• _PROVIDED ENTRIES_:
>>>

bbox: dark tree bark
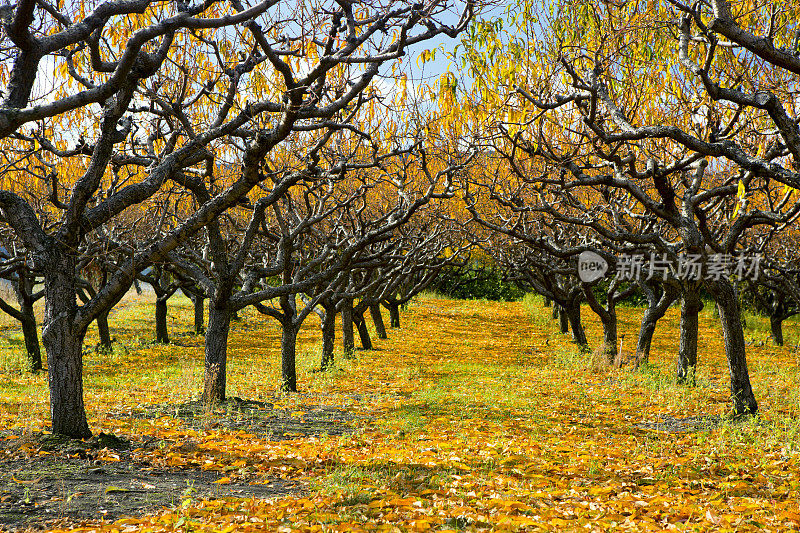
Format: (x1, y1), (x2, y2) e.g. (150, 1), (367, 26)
(181, 287), (207, 335)
(708, 279), (758, 415)
(384, 299), (401, 328)
(42, 251), (91, 438)
(320, 302), (336, 371)
(96, 310), (112, 352)
(155, 296), (169, 344)
(770, 316), (784, 346)
(677, 287), (702, 384)
(564, 300), (587, 347)
(558, 305), (569, 334)
(203, 304), (231, 404)
(354, 313), (373, 350)
(602, 314), (617, 362)
(370, 303), (387, 339)
(277, 292), (300, 392)
(583, 283), (623, 363)
(0, 269), (44, 372)
(280, 322), (298, 392)
(192, 294), (206, 335)
(342, 297), (355, 356)
(20, 305), (41, 371)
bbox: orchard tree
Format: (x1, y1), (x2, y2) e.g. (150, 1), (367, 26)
(0, 239), (43, 371)
(0, 0), (476, 437)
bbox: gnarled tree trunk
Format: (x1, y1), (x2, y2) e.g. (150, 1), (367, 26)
(770, 316), (784, 346)
(203, 304), (231, 404)
(354, 313), (373, 350)
(96, 310), (112, 352)
(192, 293), (206, 335)
(320, 303), (336, 371)
(636, 282), (679, 366)
(342, 297), (355, 356)
(558, 305), (569, 334)
(370, 303), (387, 339)
(281, 322), (298, 392)
(583, 285), (618, 363)
(383, 299), (401, 328)
(708, 279), (758, 415)
(677, 287), (702, 384)
(19, 301), (42, 371)
(564, 300), (587, 347)
(42, 251), (91, 438)
(155, 296), (169, 344)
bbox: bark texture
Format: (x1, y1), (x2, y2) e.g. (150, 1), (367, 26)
(320, 304), (336, 371)
(355, 313), (373, 350)
(155, 296), (169, 344)
(342, 297), (355, 356)
(564, 301), (587, 347)
(192, 294), (206, 334)
(281, 323), (298, 392)
(96, 310), (112, 352)
(770, 316), (784, 346)
(708, 279), (758, 415)
(384, 300), (401, 328)
(203, 305), (231, 404)
(42, 251), (91, 438)
(677, 288), (701, 384)
(370, 303), (388, 339)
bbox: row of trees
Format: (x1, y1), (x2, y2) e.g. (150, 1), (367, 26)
(0, 0), (479, 438)
(450, 0), (800, 415)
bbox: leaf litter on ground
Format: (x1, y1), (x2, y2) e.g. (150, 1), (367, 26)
(0, 292), (799, 531)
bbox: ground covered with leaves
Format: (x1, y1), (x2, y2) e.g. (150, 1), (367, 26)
(1, 292), (799, 531)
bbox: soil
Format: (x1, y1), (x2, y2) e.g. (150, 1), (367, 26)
(132, 396), (365, 439)
(635, 414), (724, 433)
(0, 396), (364, 531)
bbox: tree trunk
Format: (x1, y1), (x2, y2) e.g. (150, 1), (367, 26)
(564, 301), (588, 347)
(383, 299), (401, 328)
(770, 316), (784, 346)
(583, 286), (617, 363)
(281, 322), (298, 392)
(19, 302), (42, 372)
(558, 305), (569, 334)
(635, 284), (678, 366)
(355, 313), (373, 350)
(42, 253), (91, 438)
(192, 294), (205, 334)
(96, 310), (113, 352)
(552, 303), (560, 320)
(203, 305), (231, 404)
(709, 279), (758, 415)
(636, 317), (657, 365)
(543, 296), (551, 307)
(155, 296), (169, 344)
(320, 305), (336, 371)
(601, 312), (617, 364)
(677, 289), (701, 384)
(342, 298), (355, 356)
(370, 303), (387, 339)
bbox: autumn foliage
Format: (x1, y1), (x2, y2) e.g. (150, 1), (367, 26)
(2, 293), (800, 531)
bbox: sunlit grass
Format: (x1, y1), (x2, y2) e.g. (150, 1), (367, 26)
(1, 291), (800, 530)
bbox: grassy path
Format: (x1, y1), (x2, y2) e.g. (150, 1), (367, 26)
(1, 296), (800, 531)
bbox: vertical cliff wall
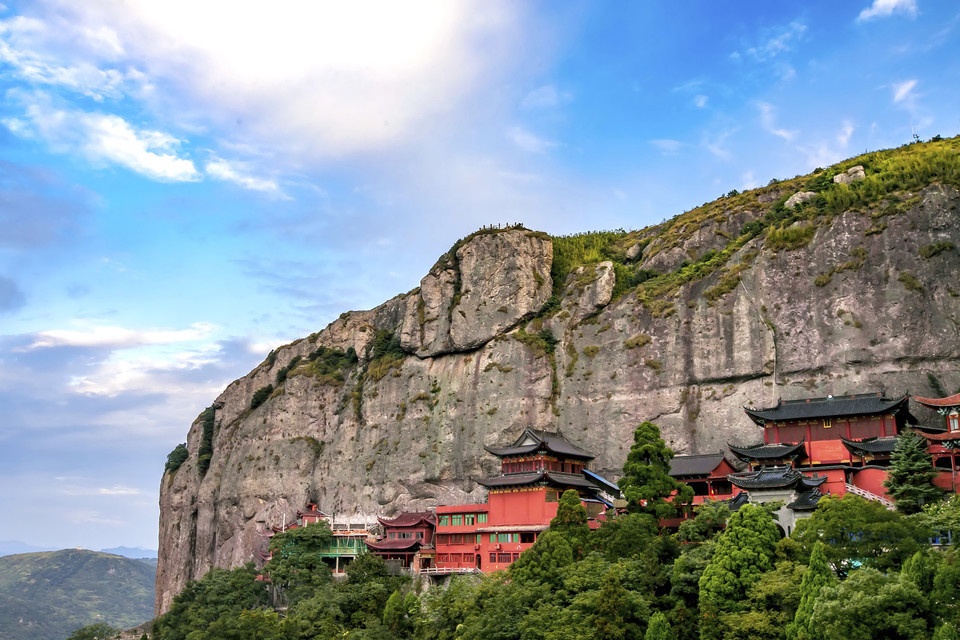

<<<

• _WORK INSTRUCTIONS_:
In the lines above, find the word "trunk" and copy every line it occurs in.

• _OUTPUT FOR THIS TASK_:
bbox: gnarled tree trunk
bbox: tree trunk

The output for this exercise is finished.